-- TASK DETAILS --
Show each line of the listing below that contains the word "side".

-- RECORDS FOR PROCESSING --
*****

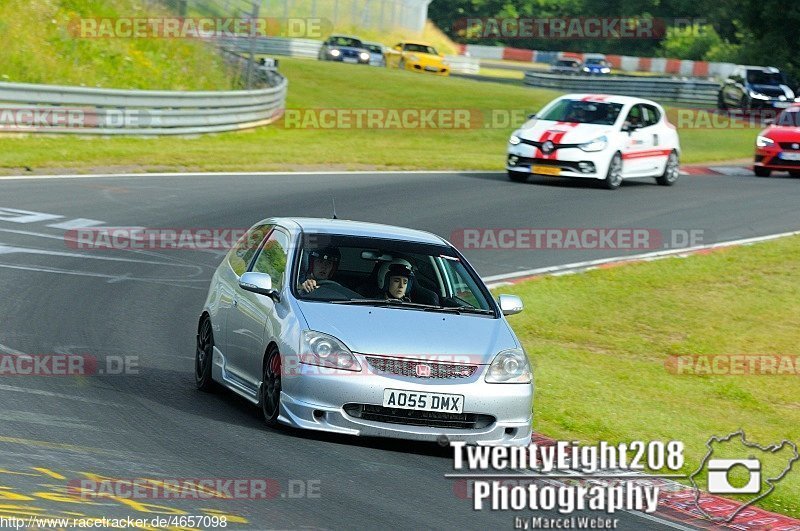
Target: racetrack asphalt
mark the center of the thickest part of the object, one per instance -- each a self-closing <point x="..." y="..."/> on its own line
<point x="143" y="306"/>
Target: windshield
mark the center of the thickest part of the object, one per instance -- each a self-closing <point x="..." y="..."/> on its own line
<point x="584" y="112"/>
<point x="346" y="41"/>
<point x="420" y="48"/>
<point x="759" y="77"/>
<point x="378" y="272"/>
<point x="790" y="118"/>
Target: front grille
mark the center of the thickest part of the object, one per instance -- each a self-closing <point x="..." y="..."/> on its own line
<point x="538" y="145"/>
<point x="410" y="417"/>
<point x="415" y="369"/>
<point x="563" y="164"/>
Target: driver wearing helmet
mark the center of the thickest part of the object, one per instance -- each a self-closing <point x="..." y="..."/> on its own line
<point x="322" y="265"/>
<point x="395" y="280"/>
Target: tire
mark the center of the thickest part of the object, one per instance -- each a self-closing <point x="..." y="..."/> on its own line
<point x="204" y="357"/>
<point x="760" y="171"/>
<point x="518" y="176"/>
<point x="671" y="171"/>
<point x="271" y="388"/>
<point x="614" y="175"/>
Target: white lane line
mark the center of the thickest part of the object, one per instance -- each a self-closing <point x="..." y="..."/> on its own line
<point x="8" y="249"/>
<point x="502" y="279"/>
<point x="78" y="223"/>
<point x="112" y="278"/>
<point x="15" y="215"/>
<point x="251" y="174"/>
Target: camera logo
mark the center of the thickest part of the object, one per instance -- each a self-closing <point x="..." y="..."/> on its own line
<point x="754" y="472"/>
<point x="720" y="483"/>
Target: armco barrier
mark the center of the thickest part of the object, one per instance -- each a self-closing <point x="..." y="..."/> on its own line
<point x="657" y="65"/>
<point x="309" y="48"/>
<point x="684" y="91"/>
<point x="33" y="108"/>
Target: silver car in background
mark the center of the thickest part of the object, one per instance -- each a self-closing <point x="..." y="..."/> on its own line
<point x="346" y="358"/>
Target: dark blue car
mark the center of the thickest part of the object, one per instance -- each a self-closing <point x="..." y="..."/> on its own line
<point x="344" y="49"/>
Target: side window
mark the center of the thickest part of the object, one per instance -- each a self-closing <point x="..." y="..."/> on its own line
<point x="652" y="116"/>
<point x="272" y="258"/>
<point x="635" y="117"/>
<point x="241" y="254"/>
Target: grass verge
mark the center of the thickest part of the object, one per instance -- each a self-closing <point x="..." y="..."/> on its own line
<point x="326" y="85"/>
<point x="39" y="47"/>
<point x="600" y="342"/>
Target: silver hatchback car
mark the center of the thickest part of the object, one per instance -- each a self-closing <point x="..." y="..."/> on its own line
<point x="364" y="329"/>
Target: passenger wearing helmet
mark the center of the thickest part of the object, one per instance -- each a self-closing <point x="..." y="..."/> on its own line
<point x="322" y="265"/>
<point x="395" y="280"/>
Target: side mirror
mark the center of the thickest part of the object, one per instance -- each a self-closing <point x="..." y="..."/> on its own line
<point x="260" y="283"/>
<point x="510" y="304"/>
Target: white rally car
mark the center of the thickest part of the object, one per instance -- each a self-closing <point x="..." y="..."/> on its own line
<point x="596" y="136"/>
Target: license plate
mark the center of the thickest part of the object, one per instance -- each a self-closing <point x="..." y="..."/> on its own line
<point x="546" y="170"/>
<point x="421" y="401"/>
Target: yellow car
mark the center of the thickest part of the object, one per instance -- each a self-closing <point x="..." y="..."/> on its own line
<point x="416" y="57"/>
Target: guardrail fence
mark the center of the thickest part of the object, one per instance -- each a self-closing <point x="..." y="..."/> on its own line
<point x="34" y="108"/>
<point x="679" y="90"/>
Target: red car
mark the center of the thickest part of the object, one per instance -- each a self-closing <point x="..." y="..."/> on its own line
<point x="778" y="146"/>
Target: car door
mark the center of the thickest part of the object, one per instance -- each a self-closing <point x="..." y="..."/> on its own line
<point x="253" y="314"/>
<point x="239" y="259"/>
<point x="638" y="143"/>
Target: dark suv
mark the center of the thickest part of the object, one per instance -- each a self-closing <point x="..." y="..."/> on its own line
<point x="755" y="88"/>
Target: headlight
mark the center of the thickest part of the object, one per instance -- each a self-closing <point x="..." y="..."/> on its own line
<point x="321" y="349"/>
<point x="762" y="141"/>
<point x="598" y="144"/>
<point x="510" y="366"/>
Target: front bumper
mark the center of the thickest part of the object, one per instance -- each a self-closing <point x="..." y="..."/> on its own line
<point x="569" y="162"/>
<point x="775" y="158"/>
<point x="325" y="399"/>
<point x="438" y="70"/>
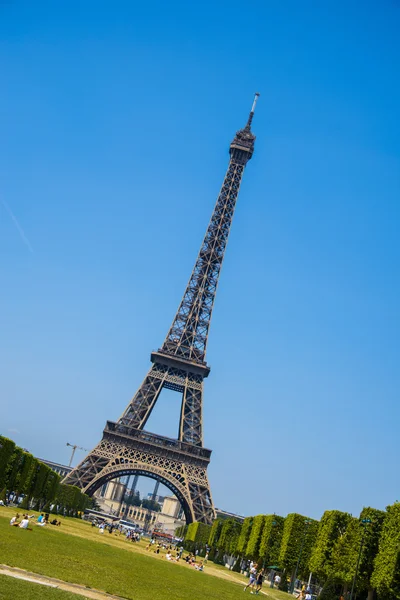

*****

-- EXERCISE SOLUTION --
Target: side window
Target: side mirror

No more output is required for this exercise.